● Work instructions
Which lines in the records below contain the word "slamdance"? Show each of those lines in full.

● Material provided
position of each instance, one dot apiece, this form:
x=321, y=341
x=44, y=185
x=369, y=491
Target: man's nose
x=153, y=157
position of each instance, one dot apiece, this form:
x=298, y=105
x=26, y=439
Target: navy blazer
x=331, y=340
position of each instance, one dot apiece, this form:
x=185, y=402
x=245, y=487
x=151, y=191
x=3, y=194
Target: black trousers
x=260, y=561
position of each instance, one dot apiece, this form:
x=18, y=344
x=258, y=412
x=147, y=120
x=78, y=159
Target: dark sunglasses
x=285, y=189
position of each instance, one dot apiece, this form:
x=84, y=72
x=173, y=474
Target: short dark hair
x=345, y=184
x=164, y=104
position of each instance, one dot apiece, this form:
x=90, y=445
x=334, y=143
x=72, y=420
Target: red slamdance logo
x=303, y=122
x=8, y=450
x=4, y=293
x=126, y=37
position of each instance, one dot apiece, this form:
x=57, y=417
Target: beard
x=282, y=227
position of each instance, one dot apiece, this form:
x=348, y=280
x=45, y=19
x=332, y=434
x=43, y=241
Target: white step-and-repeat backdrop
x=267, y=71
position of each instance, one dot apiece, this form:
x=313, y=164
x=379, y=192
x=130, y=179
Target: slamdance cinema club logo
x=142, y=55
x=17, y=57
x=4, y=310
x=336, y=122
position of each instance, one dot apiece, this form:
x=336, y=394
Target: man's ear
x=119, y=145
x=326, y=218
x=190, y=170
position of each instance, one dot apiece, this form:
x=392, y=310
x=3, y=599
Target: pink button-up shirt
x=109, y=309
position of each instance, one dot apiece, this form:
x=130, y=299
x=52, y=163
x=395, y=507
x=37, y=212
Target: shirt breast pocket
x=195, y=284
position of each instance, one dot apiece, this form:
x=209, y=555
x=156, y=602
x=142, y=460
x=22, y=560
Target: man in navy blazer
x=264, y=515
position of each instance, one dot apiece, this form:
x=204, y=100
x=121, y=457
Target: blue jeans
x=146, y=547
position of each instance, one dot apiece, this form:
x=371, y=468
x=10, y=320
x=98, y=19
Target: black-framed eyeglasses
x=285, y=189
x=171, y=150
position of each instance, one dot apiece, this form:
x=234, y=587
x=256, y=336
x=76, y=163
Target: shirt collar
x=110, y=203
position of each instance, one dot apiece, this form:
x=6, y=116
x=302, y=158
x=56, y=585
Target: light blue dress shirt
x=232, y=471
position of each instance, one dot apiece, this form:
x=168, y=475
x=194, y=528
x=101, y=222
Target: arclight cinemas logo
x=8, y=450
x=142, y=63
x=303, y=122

● Result of this task
Target: red slamdance logo
Target: slamdance cinema club logo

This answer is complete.